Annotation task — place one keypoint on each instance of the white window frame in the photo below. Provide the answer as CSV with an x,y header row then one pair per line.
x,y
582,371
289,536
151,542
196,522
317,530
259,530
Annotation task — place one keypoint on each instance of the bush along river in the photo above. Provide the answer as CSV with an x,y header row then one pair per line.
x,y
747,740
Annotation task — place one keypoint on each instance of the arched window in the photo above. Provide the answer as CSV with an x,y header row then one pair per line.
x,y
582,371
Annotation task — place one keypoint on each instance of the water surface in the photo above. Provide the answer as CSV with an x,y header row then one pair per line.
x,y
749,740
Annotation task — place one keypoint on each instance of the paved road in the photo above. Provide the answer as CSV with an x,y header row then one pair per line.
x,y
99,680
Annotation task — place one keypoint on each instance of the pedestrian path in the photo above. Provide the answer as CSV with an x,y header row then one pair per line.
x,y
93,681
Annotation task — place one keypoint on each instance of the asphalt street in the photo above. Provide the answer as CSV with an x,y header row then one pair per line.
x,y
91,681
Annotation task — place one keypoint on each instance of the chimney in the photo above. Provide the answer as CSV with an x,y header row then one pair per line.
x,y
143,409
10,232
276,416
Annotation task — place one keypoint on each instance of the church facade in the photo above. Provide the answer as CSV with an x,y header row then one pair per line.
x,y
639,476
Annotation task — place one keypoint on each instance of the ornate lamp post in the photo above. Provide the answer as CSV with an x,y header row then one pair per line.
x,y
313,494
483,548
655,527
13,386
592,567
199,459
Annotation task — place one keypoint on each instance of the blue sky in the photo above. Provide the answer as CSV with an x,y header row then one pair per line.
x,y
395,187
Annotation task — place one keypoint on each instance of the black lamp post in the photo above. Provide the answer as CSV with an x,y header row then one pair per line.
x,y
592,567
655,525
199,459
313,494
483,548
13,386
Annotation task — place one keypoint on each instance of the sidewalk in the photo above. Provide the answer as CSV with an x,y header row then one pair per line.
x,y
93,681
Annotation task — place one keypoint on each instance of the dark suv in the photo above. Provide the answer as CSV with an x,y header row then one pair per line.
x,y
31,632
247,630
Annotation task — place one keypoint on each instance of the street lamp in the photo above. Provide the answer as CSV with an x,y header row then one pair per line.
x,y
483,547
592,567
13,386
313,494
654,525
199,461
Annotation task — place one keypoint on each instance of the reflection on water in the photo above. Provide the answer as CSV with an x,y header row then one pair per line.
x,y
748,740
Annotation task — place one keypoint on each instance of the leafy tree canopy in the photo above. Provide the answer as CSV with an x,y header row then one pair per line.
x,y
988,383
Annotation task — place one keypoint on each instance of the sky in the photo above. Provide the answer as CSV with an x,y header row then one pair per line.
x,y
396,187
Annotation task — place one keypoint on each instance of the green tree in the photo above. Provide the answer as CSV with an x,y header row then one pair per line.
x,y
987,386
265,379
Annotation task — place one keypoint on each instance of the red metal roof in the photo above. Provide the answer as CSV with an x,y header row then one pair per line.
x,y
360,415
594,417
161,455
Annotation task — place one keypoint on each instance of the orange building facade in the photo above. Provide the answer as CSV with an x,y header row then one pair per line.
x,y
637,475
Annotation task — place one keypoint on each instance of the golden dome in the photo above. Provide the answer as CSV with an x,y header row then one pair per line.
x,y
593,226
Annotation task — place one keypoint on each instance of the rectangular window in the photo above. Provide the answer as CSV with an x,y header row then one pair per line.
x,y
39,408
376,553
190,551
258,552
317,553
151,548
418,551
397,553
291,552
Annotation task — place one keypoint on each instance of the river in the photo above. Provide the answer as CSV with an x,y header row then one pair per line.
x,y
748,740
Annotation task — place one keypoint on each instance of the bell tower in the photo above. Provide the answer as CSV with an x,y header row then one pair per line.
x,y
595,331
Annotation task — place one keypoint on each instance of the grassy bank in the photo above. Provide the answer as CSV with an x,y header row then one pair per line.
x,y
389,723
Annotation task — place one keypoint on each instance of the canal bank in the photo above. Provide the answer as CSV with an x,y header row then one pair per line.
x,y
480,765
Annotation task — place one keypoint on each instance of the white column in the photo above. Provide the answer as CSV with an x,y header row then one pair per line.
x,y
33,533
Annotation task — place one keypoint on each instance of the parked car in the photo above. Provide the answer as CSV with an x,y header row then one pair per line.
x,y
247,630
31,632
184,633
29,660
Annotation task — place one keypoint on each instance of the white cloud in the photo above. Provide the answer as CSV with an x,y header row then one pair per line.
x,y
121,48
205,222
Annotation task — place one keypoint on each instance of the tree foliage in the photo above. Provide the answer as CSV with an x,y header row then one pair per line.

## EXERCISE
Could you print the lines of the records above from the one containing "the white cloud" through the last, exactly and with no additions?

## OUTPUT OF THE EXERCISE
Annotation task — place one keypoint on each instance of the white cloud in the photo above. Provide the answer as CSV with an x,y header row then one pair per line.
x,y
121,48
205,222
Annotation task — place one keypoint on each instance of the tree foliage in the photo above. Provide the answer as CSV with an x,y header row then one pair per line.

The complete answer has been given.